▶ _Consignes_
Mettez à jour le passage de l'extrait source qui commence par « Tristan Mourre, Associé » et va jusqu'à « de leur action. ». Recopiez-le en mettant « Forvis Mazars » à la place de « Mazars ».

▶ _Extrait source_
================================

Dans la recherche d’un pont entre les sujets qui intéressent les juristes et ceux qui passionnent les financiers, la réflexion s’est arrêtée cette année sur la capacité à démontrer ses bonnes pratiques. Comme Monsieur Jourdain, les entreprises publiques locales font souvent de la lutte anti-corruption sans le savoir tant les références de bonnes pratiques font partie d’une culture commune.
Tristan Mourre, Associé Sustainability Services, au sein du cabinet Mazars, a présenté le cadre européen de comptabilité extra-financière qui, avec la transposition de la directive CSRD, va s’appliquer aux entreprises de plus de 250 salariés, 50M€ de CA ou 25M€ de bilan (deux de ces trois seuils). Reprenant pour partie les critères de la taxonomie verte pour les opérateurs financiers, ce cadre prévoit plus d’un millier de points de contrôles normés potentiels répartis sur des objectifs sociaux, d’environnement et de gouvernance. Sans devoir se soumettre à cette batterie d’indicateurs, les entreprises plus petites seront néanmoins entraînées par le courant via les donneurs d’ordre, les acteurs financiers et l’ambiance générale. Il sera donc stratégique pour les Epl de déterminer sur quels points précis elles souhaitent pouvoir quantifier et démontrer la qualité de leur action.
Les chiffres contestent le « tous pourris »
Luc Brunet, Responsable de l’Observatoire de la SMACL, a présenté son panorama de la mise en cause pénale des élus. C’est un témoin précieux de l’évolution de la réponse pénale, qui montre que les poursuites et les condamnations sont à nouveau en hausse relative, tirées par le sujet des atteintes à la probité. Très loin du refrain de « tous pourris », les chiffres bruts sont extrêmement faibles au regard du nombre d’élus.

================================

▶ _Données disponibles_
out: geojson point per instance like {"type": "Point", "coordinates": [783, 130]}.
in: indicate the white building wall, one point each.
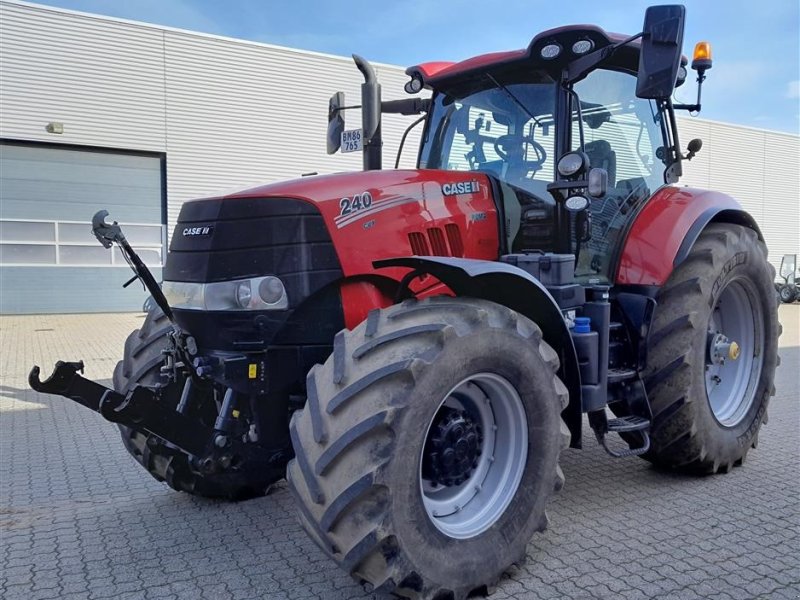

================================

▶ _Réponse attendue_
Tristan Mourre, Associé Sustainability Services, au sein du cabinet Forvis Mazars, a présenté le cadre européen de comptabilité extra-financière qui, avec la transposition de la directive CSRD, va s’appliquer aux entreprises de plus de 250 salariés, 50M€ de CA ou 25M€ de bilan (deux de ces trois seuils). Reprenant pour partie les critères de la taxonomie verte pour les opérateurs financiers, ce cadre prévoit plus d’un millier de points de contrôles normés potentiels répartis sur des objectifs sociaux, d’environnement et de gouvernance. Sans devoir se soumettre à cette batterie d’indicateurs, les entreprises plus petites seront néanmoins entraînées par le courant via les donneurs d’ordre, les acteurs financiers et l’ambiance générale. Il sera donc stratégique pour les Epl de déterminer sur quels points précis elles souhaitent pouvoir quantifier et démontrer la qualité de leur action.